__Goal of the exercise__. Can you return the lines below word for word, leaving out the pictures?

## Begin Dataset extract

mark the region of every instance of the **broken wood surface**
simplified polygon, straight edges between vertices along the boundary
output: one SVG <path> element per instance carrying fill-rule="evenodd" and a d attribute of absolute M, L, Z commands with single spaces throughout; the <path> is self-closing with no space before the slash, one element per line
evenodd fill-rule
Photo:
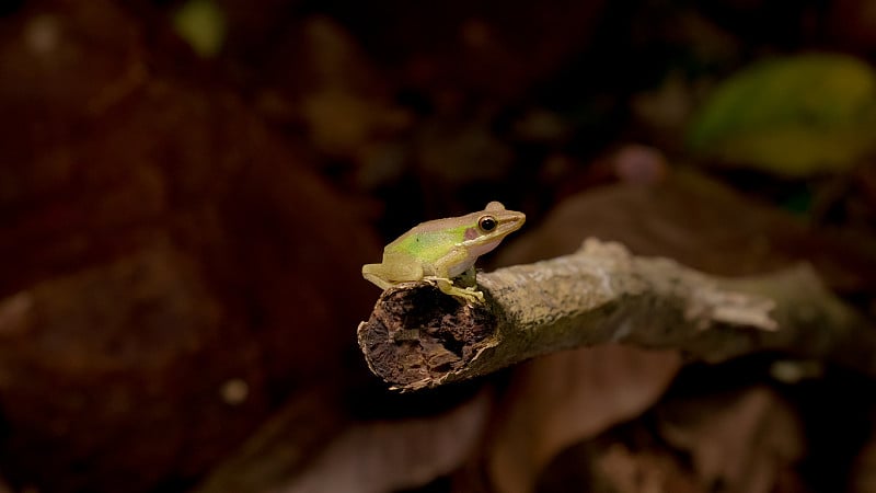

## End Dataset extract

__The result__.
mark the region of every instance of the **broken wood surface**
simplified polygon, straight edges between vertices along the boundary
output: one SVG <path> element per instance carrying fill-rule="evenodd" and a d attribute of absolute M, L, Z commands with single spaces throughout; the <path> is self-closing with no space before the slash, one element per line
evenodd fill-rule
Photo:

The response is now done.